**Aim of the task**
In the material below, copy out word for word every line between the line containing "ground** receives an outline of its own." and the line containing "POLYGON ((17 235, 50", both included.

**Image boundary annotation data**

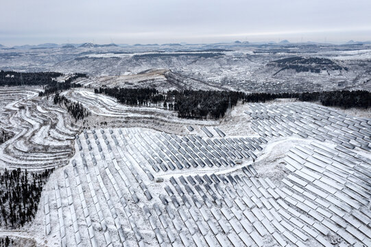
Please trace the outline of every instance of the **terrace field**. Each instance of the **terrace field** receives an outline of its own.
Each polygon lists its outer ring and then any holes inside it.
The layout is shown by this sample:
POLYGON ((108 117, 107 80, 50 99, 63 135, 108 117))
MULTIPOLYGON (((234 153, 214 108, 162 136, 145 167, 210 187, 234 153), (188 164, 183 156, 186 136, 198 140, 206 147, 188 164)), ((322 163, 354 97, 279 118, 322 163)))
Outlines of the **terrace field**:
POLYGON ((371 246, 368 47, 88 45, 0 52, 0 246, 371 246))

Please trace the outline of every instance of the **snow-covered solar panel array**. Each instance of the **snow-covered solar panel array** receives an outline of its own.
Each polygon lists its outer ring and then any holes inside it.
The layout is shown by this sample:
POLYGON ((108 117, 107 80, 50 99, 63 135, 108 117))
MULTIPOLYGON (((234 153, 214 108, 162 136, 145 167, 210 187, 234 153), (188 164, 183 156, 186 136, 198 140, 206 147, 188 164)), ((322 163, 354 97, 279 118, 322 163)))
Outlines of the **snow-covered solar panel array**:
POLYGON ((271 138, 84 130, 44 196, 46 233, 65 246, 371 246, 371 161, 313 140, 273 182, 251 165, 271 138))
POLYGON ((371 151, 371 119, 352 117, 315 104, 251 104, 246 114, 254 120, 252 128, 263 137, 297 134, 340 148, 371 151))

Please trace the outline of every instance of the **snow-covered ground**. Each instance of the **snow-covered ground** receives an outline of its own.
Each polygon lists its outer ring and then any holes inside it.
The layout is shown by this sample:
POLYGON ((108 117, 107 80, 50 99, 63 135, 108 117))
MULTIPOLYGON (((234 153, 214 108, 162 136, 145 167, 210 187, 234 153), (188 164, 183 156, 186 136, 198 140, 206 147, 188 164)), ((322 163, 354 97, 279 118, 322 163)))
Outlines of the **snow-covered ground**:
POLYGON ((17 235, 50 246, 370 246, 370 124, 283 101, 182 134, 85 130, 17 235))

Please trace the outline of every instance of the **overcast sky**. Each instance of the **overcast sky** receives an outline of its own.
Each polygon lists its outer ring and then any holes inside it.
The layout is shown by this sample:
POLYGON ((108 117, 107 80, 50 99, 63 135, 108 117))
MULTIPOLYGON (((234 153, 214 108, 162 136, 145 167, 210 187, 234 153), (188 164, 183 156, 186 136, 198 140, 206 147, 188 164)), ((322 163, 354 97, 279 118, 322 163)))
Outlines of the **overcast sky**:
POLYGON ((371 0, 2 1, 0 44, 371 40, 371 0))

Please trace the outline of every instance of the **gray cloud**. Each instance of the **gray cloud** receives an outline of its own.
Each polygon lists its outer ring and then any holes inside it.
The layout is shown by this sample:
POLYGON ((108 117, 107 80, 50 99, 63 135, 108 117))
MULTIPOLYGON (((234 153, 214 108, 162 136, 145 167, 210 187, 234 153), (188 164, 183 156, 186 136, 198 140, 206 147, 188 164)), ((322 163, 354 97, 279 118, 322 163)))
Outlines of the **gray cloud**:
POLYGON ((370 1, 8 1, 0 43, 371 40, 370 1))

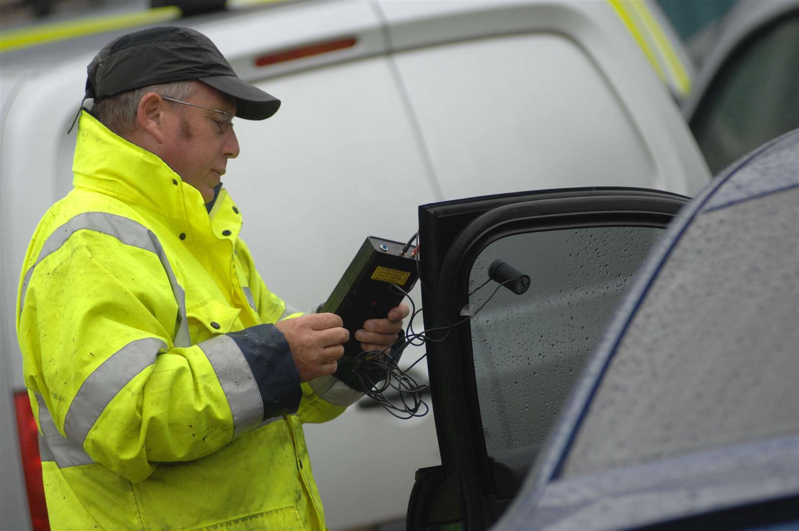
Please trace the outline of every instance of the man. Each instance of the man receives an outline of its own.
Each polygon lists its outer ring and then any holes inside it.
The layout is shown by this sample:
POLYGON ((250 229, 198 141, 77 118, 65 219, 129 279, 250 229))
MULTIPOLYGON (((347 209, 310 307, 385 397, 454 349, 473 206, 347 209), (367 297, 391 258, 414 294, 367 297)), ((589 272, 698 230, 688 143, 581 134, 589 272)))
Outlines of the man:
MULTIPOLYGON (((220 185, 233 117, 280 102, 187 29, 121 37, 88 74, 74 188, 36 230, 18 303, 51 526, 324 528, 301 423, 361 396, 334 375, 348 333, 269 291, 220 185)), ((407 313, 356 339, 385 349, 407 313)))

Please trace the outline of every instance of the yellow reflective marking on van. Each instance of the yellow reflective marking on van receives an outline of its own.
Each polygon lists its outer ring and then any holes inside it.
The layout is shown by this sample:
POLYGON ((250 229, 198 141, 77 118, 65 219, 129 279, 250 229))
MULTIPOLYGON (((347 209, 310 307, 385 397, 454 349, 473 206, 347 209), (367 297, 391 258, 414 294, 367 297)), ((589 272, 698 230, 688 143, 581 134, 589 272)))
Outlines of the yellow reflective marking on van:
POLYGON ((677 88, 683 96, 687 95, 691 90, 691 78, 688 75, 688 72, 686 70, 685 66, 682 64, 680 58, 674 52, 674 48, 671 46, 671 41, 663 33, 662 28, 660 27, 660 24, 658 23, 658 21, 652 15, 646 2, 633 2, 632 5, 633 9, 638 12, 638 16, 644 22, 644 26, 646 26, 646 29, 654 39, 655 44, 666 58, 666 67, 670 71, 670 74, 672 74, 677 88))
MULTIPOLYGON (((621 18, 622 22, 624 22, 624 25, 627 26, 627 30, 632 34, 633 38, 635 39, 635 42, 638 43, 638 46, 640 46, 641 50, 643 50, 644 55, 646 56, 646 58, 649 59, 649 62, 652 64, 652 68, 654 68, 654 71, 658 73, 658 77, 663 81, 667 81, 666 74, 663 72, 663 69, 661 68, 658 58, 655 57, 654 53, 653 53, 652 50, 649 46, 649 44, 646 42, 646 39, 641 34, 638 25, 633 19, 634 14, 627 11, 626 5, 629 3, 629 2, 623 2, 622 0, 607 1, 611 6, 613 6, 613 9, 616 10, 616 14, 618 15, 619 18, 621 18)), ((634 3, 635 2, 634 2, 634 3)))
POLYGON ((180 17, 181 10, 174 6, 169 6, 155 7, 141 13, 96 17, 9 31, 4 33, 2 38, 0 38, 0 52, 121 30, 133 26, 154 24, 174 20, 180 18, 180 17))

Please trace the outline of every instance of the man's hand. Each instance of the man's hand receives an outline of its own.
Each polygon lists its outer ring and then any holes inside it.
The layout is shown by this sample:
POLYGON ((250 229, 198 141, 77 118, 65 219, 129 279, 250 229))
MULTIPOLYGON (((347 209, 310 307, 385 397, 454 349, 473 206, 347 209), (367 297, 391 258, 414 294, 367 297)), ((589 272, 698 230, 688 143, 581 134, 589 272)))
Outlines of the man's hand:
POLYGON ((275 323, 288 341, 300 381, 336 372, 336 360, 344 353, 343 343, 349 341, 349 332, 343 325, 335 313, 303 315, 275 323))
POLYGON ((355 333, 355 338, 360 341, 360 348, 364 350, 384 350, 397 340, 397 333, 402 329, 402 320, 410 313, 407 306, 400 304, 388 312, 388 318, 365 321, 364 329, 355 333))

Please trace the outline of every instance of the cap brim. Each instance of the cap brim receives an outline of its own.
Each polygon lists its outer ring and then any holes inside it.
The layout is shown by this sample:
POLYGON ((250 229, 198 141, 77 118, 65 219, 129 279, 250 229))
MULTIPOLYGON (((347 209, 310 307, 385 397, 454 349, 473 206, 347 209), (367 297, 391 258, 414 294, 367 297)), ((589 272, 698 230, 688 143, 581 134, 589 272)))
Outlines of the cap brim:
POLYGON ((236 76, 209 76, 199 80, 236 98, 237 118, 265 120, 280 106, 280 100, 236 76))

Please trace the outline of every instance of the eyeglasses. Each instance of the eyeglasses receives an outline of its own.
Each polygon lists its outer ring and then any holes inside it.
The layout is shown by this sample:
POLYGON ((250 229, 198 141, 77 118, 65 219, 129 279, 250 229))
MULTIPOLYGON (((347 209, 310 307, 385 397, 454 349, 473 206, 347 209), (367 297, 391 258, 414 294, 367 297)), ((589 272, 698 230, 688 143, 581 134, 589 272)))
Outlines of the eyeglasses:
MULTIPOLYGON (((161 94, 159 94, 159 96, 161 94)), ((194 105, 193 103, 188 103, 187 102, 181 102, 181 100, 176 100, 176 99, 174 99, 173 98, 167 98, 165 96, 161 96, 161 99, 168 100, 169 102, 174 102, 175 103, 182 103, 183 105, 188 105, 188 106, 192 106, 192 107, 197 107, 199 109, 205 109, 205 110, 210 110, 212 113, 217 113, 217 114, 220 115, 219 119, 214 119, 214 118, 211 118, 211 119, 213 120, 213 122, 217 122, 217 125, 219 126, 219 130, 221 132, 222 132, 222 133, 225 133, 226 130, 228 130, 229 127, 230 127, 230 126, 232 126, 233 125, 233 115, 231 114, 230 113, 229 113, 226 110, 217 110, 216 109, 209 109, 208 107, 204 107, 204 106, 200 106, 200 105, 194 105)))

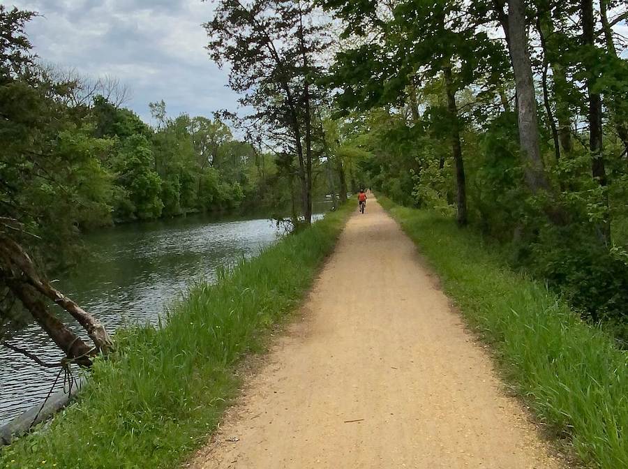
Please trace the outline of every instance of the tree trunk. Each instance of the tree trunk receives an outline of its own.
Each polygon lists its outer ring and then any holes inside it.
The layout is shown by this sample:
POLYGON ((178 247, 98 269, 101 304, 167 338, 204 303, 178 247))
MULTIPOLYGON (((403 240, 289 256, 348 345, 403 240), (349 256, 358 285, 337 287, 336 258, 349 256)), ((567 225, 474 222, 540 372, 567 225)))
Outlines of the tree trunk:
POLYGON ((10 266, 15 278, 27 283, 39 293, 47 297, 71 314, 87 332, 97 350, 104 353, 110 351, 112 348, 111 340, 100 321, 52 288, 47 280, 42 278, 37 273, 30 257, 20 244, 8 237, 0 237, 0 251, 5 260, 4 263, 10 266))
MULTIPOLYGON (((567 155, 573 149, 571 142, 571 113, 569 105, 564 98, 567 88, 567 76, 565 73, 565 67, 560 64, 552 53, 552 38, 554 36, 554 28, 552 18, 548 11, 539 10, 537 23, 539 34, 541 36, 544 50, 544 64, 548 64, 552 68, 552 80, 554 82, 554 101, 556 103, 556 120, 558 122, 558 137, 560 148, 563 153, 567 155)), ((546 71, 545 80, 546 81, 546 71)), ((544 88, 546 88, 546 84, 544 88)), ((544 93, 546 94, 546 90, 544 93)), ((546 107, 548 103, 546 99, 546 107)), ((554 139, 555 142, 555 138, 554 139)))
MULTIPOLYGON (((301 12, 299 11, 299 15, 301 12)), ((309 225, 312 223, 312 113, 310 109, 310 83, 308 74, 308 55, 306 53, 305 38, 303 34, 303 17, 299 17, 299 45, 303 59, 304 68, 304 104, 305 105, 305 143, 306 143, 306 164, 305 178, 303 184, 303 216, 305 222, 309 225)))
POLYGON ((34 288, 20 280, 8 282, 8 285, 37 323, 68 358, 76 359, 76 363, 82 366, 91 366, 91 349, 48 311, 43 302, 37 298, 34 288))
POLYGON ((408 98, 410 101, 410 112, 412 116, 412 124, 419 122, 419 103, 417 100, 417 89, 413 83, 408 85, 408 98))
POLYGON ((539 144, 537 101, 528 50, 523 0, 508 1, 508 41, 517 91, 519 140, 525 182, 532 193, 548 191, 539 144))
MULTIPOLYGON (((606 0, 599 0, 599 13, 601 16, 602 27, 604 31, 604 39, 606 43, 606 50, 613 57, 617 57, 617 49, 615 47, 615 43, 613 42, 613 29, 608 23, 608 16, 606 13, 607 6, 606 0)), ((615 128, 617 135, 620 140, 624 144, 624 148, 628 151, 628 124, 618 115, 617 103, 614 98, 611 103, 611 107, 613 110, 613 119, 615 120, 615 128)))
POLYGON ((560 140, 558 136, 558 129, 556 128, 556 122, 554 120, 554 113, 552 111, 552 106, 549 100, 549 89, 547 86, 547 71, 549 68, 549 59, 548 59, 547 40, 543 31, 542 20, 541 19, 541 13, 537 18, 537 29, 539 31, 539 36, 541 38, 541 48, 543 50, 543 73, 541 76, 541 84, 543 87, 543 103, 545 105, 545 112, 547 113, 547 120, 550 124, 550 128, 552 131, 552 139, 554 141, 554 155, 556 161, 560 160, 560 140))
POLYGON ((502 107, 504 108, 504 111, 505 112, 510 112, 510 102, 508 100, 508 97, 506 96, 506 91, 504 89, 503 87, 500 87, 499 89, 500 94, 500 101, 502 103, 502 107))
MULTIPOLYGON (((583 44, 590 49, 590 50, 585 52, 585 55, 589 57, 595 47, 595 20, 593 16, 593 1, 592 0, 582 0, 581 6, 583 44)), ((597 181, 600 186, 605 187, 607 181, 606 170, 602 154, 601 97, 599 93, 594 91, 595 80, 591 73, 590 59, 588 59, 587 62, 588 66, 586 68, 590 75, 587 77, 586 84, 589 94, 588 119, 589 121, 589 149, 591 151, 591 172, 593 179, 597 181)), ((604 192, 604 203, 608 209, 608 197, 606 192, 604 192)), ((611 225, 607 216, 605 216, 599 230, 604 242, 608 244, 611 240, 611 225)))
POLYGON ((336 163, 336 171, 338 171, 338 177, 340 179, 340 199, 341 202, 347 202, 347 177, 345 175, 345 168, 343 165, 343 158, 336 156, 337 161, 336 163))
POLYGON ((456 183, 458 189, 456 202, 458 206, 458 224, 467 224, 467 188, 465 178, 465 168, 462 157, 462 145, 460 141, 460 121, 458 117, 458 106, 456 103, 456 88, 451 76, 451 67, 442 68, 444 75, 445 90, 447 95, 447 110, 451 119, 451 154, 456 163, 456 183))

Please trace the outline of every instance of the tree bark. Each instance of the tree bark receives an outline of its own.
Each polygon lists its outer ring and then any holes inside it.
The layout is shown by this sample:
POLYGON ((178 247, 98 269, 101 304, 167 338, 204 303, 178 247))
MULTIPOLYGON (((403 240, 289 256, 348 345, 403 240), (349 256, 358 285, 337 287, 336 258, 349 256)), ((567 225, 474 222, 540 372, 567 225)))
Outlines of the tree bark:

**Solution to the problem**
Please trace the outline of every instance of the **snow-covered ground**. Each instance of the **snow-covered ground** receives an outline of its own.
Each polygon lists its outer ring and then any holes inside it.
The layout is shown by this sample:
POLYGON ((108 117, 107 80, 50 99, 63 135, 108 117))
MULTIPOLYGON (((234 153, 214 108, 162 136, 145 167, 210 187, 234 153), (188 164, 183 156, 186 136, 198 140, 206 147, 188 164)), ((322 163, 354 97, 279 118, 322 163)))
Outlines of the **snow-covered ground**:
POLYGON ((17 235, 50 246, 370 246, 370 124, 283 101, 182 134, 85 130, 17 235))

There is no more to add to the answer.